____ Source extract
# Portable



## shootnmiss09 (Sep 15, 2006)

Hey-

I'm just starting to do research on different portables. I like the Clams and the Frabills. I am leaning towards a Frabill 6120 Trekker Portable Ice Shelter. It is cheaper then a most Clams and seems to be good. Waht are some of the goods and bads about this shelter? Is it made of good material so it doesn't rip?

Shootnmiss09


----------



## shootnmiss09 (Sep 15, 2006)

Are the Frabill's made out of good material and last a lomg time? I was just wondering before I purchase one. I am either gonna get the Trekker or the Prowler.


----------



## Goosepride (Sep 29, 2003)

I can't speak on behalf of Frabils or Otters. Both of them look like quality products. I can speak on behalf of the Fish Trap products. I have a Fish Trap Pro and a Clam 5600. The Pro really works well and the material is a little bit stronger thant the Frabil I think. I'm actually the third owner of the Clam 5600 and it has some wear and tear, but it's probably 15 years old and still works well when I do use it.

Make sure you get a sled, that's the most important thing. As long as you can keep the wind out and set up a little heater, you'll stay plenty warm so mobility is really the key.


----------
________
= Stated goal 1 =
Answer these questions from the ice shelter thread above:
(a) Which Frabill shelter is the first poster leaning toward?
(b) Besides the Trekker, which model is that poster considering?
(c) What does Goosepride call the most important thing to get?
= Stated goal 2 =
Reproduce the ice shelter thread word for word, from "## Goosepride (Sep" to "really the key.".
____ Dataset excerpt
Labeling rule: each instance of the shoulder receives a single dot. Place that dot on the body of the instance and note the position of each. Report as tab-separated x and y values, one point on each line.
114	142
________
= Task output 1 =
(a) The Frabill 6120 Trekker Portable Ice Shelter.
(b) The Prowler.
(c) A sled.

= Task output 2 =
## Goosepride (Sep 29, 2003)

I can't speak on behalf of Frabils or Otters. Both of them look like quality products. I can speak on behalf of the Fish Trap products. I have a Fish Trap Pro and a Clam 5600. The Pro really works well and the material is a little bit stronger thant the Frabil I think. I'm actually the third owner of the Clam 5600 and it has some wear and tear, but it's probably 15 years old and still works well when I do use it.

Make sure you get a sled, that's the most important thing. As long as you can keep the wind out and set up a little heater, you'll stay plenty warm so mobility is really the key.